行政書士と訴訟②

法的に解決できることは限られていることに注意しなければならない。

例えば、夫婦関係であるが

①離婚が認められるか

②子供の親権をどちらが持つか

③財産分与はいくらにするか

については判断を下すことができる

が「夫婦円満にしろ」とは命令できない。事実上の限界の典型は、お金を持っていない者に対してお金を払えと命ずる判決だ!

さらには、法的解決が望ましくない場合もある。離婚などの家族間のトラブルも、当事者間で解決が望ましい。法的解決は最後の手段なのである。

国が用意したトラブルの解決の法的手段が、より使いやすく整備されているからである。

弁護士に依頼せず一人で訴訟ができる場合はどんな場合なのだろうか?相手方がこちらの主張を争ってくる事件については、当方・相手方がどちらかが裁判官を説得するかが肝心なので、裁判官を説得する方法・技術は弁護士長けているので弁護士依頼するのが望ましい。

具体的な解決手段には次のようなものがある。

当事者間交渉

(メリット)

・手間かからず柔軟に対応することができる。

・穏便に解決できる。

(デメリット)

・解決のためのルールがない。

・暴力団との当事者交渉はできない。

・解決するとは限らない。

・強制力がない。(自力救済の禁止)

 ただし、公正証書を作成すれば裁判を行わず強制執行できる。

 また、不動産の明け渡しについては即決和解をしておけば判決

 をとらなくても強制執行できる。

 また、当事者間の交渉では内容証明郵便を活用するのが望まし

 い。

# # # # #

### 課題一覧
1) 本文によると、不動産の明け渡しについて判決をとらずに強制執行できるようにするには、何をしておけばよいですか。
2) 次の(a)〜(c)が本文の内容と合っているかどうか、それぞれ「はい」か「いいえ」で答え、根拠となる本文の語句をそのまま引用してください。
(a) 法的手段では「夫婦円満にしろ」と命令することができる。
(b) 当事者間交渉のデメリットの一つとして、強制力がないことが挙げられている。
(c) 離婚などの家族間のトラブルは、当事者間での解決が望ましいとされている。
3) 本文のうち、「が「夫婦円満にしろ」とは命令」から「弁護士依頼するのが望ましい。」に至るまでをすべて一字も変えずに書き写してください。

# # # # #

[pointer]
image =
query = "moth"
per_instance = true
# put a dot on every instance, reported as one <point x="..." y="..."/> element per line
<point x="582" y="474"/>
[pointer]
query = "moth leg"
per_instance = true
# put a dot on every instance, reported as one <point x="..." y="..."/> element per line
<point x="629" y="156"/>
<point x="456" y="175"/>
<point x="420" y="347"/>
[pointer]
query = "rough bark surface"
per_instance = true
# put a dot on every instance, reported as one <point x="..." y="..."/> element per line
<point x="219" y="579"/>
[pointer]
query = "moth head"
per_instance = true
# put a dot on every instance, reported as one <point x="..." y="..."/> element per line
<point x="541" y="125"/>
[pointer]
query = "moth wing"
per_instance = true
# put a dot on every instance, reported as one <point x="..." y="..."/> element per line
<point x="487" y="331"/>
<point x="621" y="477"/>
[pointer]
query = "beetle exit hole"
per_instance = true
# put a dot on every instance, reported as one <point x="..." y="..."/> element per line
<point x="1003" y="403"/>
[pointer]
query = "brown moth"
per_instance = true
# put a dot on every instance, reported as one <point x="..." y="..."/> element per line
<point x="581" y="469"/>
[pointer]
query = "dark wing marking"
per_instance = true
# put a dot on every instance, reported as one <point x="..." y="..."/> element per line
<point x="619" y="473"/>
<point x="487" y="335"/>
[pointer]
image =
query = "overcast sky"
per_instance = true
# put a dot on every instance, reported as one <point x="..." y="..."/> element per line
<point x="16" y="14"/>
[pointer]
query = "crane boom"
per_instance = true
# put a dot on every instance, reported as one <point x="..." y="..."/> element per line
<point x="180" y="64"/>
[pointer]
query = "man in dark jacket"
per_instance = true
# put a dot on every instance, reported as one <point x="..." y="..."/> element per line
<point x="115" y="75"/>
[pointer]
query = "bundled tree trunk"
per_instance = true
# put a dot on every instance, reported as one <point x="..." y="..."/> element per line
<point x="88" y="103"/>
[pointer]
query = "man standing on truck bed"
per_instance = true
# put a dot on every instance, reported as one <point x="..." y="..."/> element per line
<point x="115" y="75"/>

# # # # #

### 解答
1) 即決和解をしておけばよいです。

2)
(a) いいえ。「「夫婦円満にしろ」とは命令できない」
(b) はい。「強制力がない。(自力救済の禁止)」
(c) はい。「離婚などの家族間のトラブルも、当事者間で解決が望ましい。」

3)
が「夫婦円満にしろ」とは命令できない。事実上の限界の典型は、お金を持っていない者に対してお金を払えと命ずる判決だ!

さらには、法的解決が望ましくない場合もある。離婚などの家族間のトラブルも、当事者間で解決が望ましい。法的解決は最後の手段なのである。

国が用意したトラブルの解決の法的手段が、より使いやすく整備されているからである。

弁護士に依頼せず一人で訴訟ができる場合はどんな場合なのだろうか?相手方がこちらの主張を争ってくる事件については、当方・相手方がどちらかが裁判官を説得するかが肝心なので、裁判官を説得する方法・技術は弁護士長けているので弁護士依頼するのが望ましい。